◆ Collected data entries
§

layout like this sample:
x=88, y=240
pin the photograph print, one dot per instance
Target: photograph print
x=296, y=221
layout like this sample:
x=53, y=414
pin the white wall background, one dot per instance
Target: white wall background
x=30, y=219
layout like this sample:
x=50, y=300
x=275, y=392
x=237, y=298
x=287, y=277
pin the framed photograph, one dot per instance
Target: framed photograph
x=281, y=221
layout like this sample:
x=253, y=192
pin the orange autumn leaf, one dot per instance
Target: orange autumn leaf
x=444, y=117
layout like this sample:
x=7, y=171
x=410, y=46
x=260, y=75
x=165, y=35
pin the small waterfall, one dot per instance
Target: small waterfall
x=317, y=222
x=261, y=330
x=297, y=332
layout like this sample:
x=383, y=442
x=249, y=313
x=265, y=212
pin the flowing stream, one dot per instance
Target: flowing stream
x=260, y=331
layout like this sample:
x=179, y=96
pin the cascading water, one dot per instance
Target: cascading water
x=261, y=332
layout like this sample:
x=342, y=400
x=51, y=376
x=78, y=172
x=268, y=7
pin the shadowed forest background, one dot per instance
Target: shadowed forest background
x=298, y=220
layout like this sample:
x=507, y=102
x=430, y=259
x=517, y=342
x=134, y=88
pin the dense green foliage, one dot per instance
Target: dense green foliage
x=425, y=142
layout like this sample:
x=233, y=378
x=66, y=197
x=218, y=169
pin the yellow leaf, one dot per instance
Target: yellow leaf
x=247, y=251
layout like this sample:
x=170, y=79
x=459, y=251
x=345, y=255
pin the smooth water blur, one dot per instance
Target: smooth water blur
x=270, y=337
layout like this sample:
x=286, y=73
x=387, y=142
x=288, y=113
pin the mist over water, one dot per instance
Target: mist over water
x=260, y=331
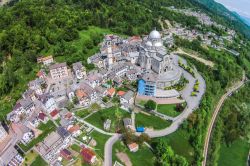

§

◆ Directions for this task
Once you reach the line containing "x=170, y=79", print it and every line after it exactly, through the end of the entries, without any pictures.

◆ Solution for this task
x=170, y=79
x=459, y=251
x=345, y=255
pin the smooth water blur, one dot per instance
Target: smooth water blur
x=270, y=337
layout like this sample:
x=286, y=73
x=387, y=142
x=288, y=113
pin the mist over water, one dot per instance
Target: mist over water
x=260, y=331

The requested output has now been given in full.